*Task to carry out*: Report only the number of lines below in which the string "ponytail" appears.

[Records drawn from a dataset]
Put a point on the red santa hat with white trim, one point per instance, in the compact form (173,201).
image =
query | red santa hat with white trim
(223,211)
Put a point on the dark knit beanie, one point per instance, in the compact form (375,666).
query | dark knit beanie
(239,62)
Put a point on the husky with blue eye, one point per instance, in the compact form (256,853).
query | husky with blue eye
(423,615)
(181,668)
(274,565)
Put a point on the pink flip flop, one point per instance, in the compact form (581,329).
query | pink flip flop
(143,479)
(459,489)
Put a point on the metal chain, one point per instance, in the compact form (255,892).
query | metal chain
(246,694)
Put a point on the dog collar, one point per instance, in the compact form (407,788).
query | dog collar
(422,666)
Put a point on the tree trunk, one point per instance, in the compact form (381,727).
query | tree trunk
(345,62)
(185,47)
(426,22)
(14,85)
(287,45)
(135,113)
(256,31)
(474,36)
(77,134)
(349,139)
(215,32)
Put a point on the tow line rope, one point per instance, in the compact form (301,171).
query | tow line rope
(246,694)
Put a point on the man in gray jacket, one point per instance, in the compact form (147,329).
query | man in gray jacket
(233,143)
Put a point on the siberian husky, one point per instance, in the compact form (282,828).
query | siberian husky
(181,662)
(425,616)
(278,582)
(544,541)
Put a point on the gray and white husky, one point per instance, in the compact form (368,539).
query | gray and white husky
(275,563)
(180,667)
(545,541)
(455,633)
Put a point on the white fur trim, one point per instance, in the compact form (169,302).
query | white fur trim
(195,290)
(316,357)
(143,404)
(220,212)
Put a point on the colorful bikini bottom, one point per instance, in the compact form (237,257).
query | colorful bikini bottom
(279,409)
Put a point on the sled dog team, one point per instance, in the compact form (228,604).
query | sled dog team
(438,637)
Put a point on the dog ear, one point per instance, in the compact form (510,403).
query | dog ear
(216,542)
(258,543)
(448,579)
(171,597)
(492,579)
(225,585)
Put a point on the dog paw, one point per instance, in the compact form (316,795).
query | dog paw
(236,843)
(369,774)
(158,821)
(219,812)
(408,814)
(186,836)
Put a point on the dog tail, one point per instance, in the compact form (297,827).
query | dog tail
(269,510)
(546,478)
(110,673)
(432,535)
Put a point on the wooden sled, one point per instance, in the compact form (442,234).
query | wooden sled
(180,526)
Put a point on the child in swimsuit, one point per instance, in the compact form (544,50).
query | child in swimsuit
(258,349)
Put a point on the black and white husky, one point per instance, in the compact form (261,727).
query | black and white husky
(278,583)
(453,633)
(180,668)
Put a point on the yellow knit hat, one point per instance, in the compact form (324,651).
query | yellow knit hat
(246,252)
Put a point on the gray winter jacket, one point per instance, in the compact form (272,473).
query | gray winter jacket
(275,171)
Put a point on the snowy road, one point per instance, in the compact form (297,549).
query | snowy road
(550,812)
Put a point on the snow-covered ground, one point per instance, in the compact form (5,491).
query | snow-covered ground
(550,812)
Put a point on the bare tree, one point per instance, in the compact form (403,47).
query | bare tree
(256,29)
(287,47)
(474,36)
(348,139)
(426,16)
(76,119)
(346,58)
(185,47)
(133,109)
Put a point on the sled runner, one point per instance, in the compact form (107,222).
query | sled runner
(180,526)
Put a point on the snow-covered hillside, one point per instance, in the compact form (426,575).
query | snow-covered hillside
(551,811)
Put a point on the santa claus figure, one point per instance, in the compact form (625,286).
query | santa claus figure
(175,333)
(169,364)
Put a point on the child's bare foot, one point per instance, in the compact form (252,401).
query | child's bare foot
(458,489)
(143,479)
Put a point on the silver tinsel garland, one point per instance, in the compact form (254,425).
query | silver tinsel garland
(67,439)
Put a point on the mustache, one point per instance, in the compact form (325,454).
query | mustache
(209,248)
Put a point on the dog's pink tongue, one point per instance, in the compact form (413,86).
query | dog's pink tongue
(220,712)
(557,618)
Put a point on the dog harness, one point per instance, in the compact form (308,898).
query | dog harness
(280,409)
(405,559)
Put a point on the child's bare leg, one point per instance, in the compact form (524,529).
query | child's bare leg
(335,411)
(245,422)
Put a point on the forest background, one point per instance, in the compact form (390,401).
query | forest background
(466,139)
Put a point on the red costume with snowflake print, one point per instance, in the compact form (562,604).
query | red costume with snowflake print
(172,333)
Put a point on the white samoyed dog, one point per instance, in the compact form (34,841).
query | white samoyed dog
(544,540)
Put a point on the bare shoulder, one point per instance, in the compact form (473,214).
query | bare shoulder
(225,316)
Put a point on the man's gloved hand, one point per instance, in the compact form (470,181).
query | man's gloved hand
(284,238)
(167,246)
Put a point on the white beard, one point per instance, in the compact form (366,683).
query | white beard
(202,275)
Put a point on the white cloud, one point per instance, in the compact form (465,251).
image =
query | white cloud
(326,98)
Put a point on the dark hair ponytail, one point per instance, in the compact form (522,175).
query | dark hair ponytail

*Task response*: 2